--- begin ---

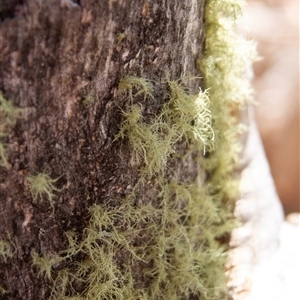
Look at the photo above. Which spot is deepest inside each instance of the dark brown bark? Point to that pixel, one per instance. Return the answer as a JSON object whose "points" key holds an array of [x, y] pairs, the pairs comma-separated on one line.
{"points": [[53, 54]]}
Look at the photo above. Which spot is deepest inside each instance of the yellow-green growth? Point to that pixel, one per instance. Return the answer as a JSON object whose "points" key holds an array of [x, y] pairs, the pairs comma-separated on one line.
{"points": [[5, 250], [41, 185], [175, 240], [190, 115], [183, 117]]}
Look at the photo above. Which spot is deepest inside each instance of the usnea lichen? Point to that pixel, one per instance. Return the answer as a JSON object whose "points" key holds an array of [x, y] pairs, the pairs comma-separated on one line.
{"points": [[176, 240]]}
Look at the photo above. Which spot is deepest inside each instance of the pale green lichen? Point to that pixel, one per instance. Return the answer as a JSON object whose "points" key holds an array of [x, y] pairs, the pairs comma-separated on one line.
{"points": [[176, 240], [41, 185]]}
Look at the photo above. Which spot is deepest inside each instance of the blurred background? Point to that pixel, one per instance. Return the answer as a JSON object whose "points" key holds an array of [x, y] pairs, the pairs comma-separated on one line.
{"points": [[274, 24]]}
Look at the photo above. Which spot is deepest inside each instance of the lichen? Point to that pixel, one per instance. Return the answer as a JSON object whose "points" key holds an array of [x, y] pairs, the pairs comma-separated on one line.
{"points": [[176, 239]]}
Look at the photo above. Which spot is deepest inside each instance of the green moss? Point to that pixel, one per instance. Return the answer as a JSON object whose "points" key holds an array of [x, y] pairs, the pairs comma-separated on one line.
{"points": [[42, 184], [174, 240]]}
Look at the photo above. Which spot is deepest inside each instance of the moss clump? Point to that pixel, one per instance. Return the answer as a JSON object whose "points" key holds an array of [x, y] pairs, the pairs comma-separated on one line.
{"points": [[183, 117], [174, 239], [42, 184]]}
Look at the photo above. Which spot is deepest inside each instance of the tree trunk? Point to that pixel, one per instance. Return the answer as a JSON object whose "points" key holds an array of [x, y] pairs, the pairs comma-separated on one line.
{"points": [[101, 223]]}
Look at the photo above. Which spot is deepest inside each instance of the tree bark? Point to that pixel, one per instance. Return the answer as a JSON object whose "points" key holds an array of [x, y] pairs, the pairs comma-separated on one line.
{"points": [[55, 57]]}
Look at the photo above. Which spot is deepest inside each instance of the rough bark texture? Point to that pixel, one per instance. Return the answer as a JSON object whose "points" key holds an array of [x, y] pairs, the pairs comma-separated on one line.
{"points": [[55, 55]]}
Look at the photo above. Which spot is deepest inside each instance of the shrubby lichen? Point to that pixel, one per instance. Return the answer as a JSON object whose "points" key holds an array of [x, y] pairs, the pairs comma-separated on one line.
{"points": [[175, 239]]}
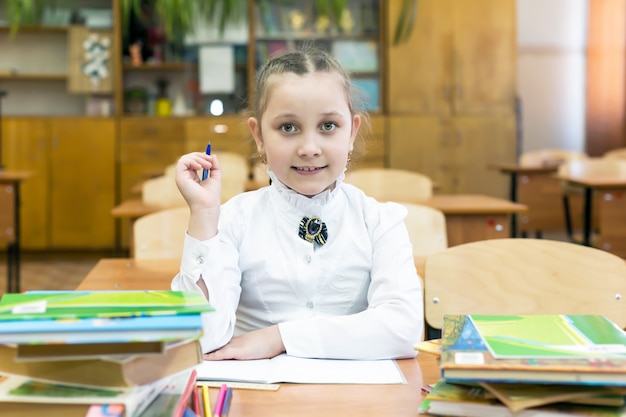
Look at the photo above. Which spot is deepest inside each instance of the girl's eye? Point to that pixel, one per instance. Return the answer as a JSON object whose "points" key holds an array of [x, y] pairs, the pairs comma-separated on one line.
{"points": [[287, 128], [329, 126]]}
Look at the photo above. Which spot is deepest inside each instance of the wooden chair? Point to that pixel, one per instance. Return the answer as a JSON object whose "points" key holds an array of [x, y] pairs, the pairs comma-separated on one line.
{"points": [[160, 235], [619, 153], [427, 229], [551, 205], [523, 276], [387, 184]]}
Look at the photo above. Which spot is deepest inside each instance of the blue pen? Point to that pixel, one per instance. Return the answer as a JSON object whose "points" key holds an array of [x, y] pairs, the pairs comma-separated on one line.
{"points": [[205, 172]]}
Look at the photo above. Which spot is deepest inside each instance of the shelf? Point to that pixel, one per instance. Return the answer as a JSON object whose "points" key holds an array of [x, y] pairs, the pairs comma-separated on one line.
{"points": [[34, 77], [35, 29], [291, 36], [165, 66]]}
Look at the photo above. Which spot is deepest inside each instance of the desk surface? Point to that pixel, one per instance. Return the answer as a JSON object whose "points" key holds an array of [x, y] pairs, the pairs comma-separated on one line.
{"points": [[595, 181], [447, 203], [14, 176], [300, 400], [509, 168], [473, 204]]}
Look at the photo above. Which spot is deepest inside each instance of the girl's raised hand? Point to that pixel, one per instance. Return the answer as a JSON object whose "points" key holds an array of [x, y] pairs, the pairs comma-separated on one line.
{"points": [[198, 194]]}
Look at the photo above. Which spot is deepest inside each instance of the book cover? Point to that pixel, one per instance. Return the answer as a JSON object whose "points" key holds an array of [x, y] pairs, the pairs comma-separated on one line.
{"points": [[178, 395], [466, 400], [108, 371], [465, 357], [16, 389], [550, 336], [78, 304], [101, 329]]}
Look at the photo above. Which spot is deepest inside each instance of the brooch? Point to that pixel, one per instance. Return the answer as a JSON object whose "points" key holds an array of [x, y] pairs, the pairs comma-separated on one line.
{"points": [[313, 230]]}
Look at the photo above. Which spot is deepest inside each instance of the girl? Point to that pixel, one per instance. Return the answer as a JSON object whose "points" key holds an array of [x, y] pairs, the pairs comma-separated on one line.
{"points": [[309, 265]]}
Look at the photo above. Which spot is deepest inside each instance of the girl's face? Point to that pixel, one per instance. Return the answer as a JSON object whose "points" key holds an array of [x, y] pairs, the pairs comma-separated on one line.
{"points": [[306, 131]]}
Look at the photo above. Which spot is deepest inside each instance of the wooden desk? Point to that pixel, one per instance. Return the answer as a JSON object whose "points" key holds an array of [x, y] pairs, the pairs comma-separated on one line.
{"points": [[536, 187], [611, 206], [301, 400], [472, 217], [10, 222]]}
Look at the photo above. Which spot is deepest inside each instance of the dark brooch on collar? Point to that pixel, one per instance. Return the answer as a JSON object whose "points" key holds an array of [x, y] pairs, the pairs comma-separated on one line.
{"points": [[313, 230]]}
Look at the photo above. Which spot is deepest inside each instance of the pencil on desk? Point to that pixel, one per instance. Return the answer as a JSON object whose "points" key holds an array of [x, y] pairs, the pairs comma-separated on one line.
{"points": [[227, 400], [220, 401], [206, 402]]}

--- end ---

Request: Copy every line from the one containing "of the girl?" through the last line of the items, including the requests. Add 37 to each x and y coordinate in the answers.

Finished task:
Look at the photo above. Which spot is deepest inside each instance of the girl? Point to that pixel, one per instance. Return the answer as a JSON object whose "points" key holds an array of [x, y] pairs, the pairs comma-separated on one line.
{"points": [[346, 302]]}
Look at the photo above. Which spot is deepest inside each instance of the girl's face? Point to that pixel, one per instance. Return the answer as a JSON object whose "points" key holds an array of [x, y] pairs, the pairs comma-separated on one line.
{"points": [[343, 168]]}
Look at the photo above. Which spot is deepest inside each instance of the wooden desk? Point to that pixel, one per instance. Return the answer as a JSON object whose "points" key holds an array of [x, y] pairs, the pairs comma-separated on one line.
{"points": [[573, 224], [648, 243], [338, 437], [509, 254], [47, 259]]}
Look at the photo above. Which spot is deepest inside each instance of the dark brooch on collar? Point to that pixel, one per instance. Return the answer as a JSON object whose "points" key holds an array of [x, y] pairs, the pairs comma-separated on one line.
{"points": [[350, 267]]}
Look at the photo above. Which spot is deepest inside each instance of the pencil on desk? Point to that pixel, one per instance. Return the answer as a JSON object whose "points" key holds an array of [x, y] pairs, the pairs comma-separated on one line.
{"points": [[264, 437], [257, 438], [243, 439]]}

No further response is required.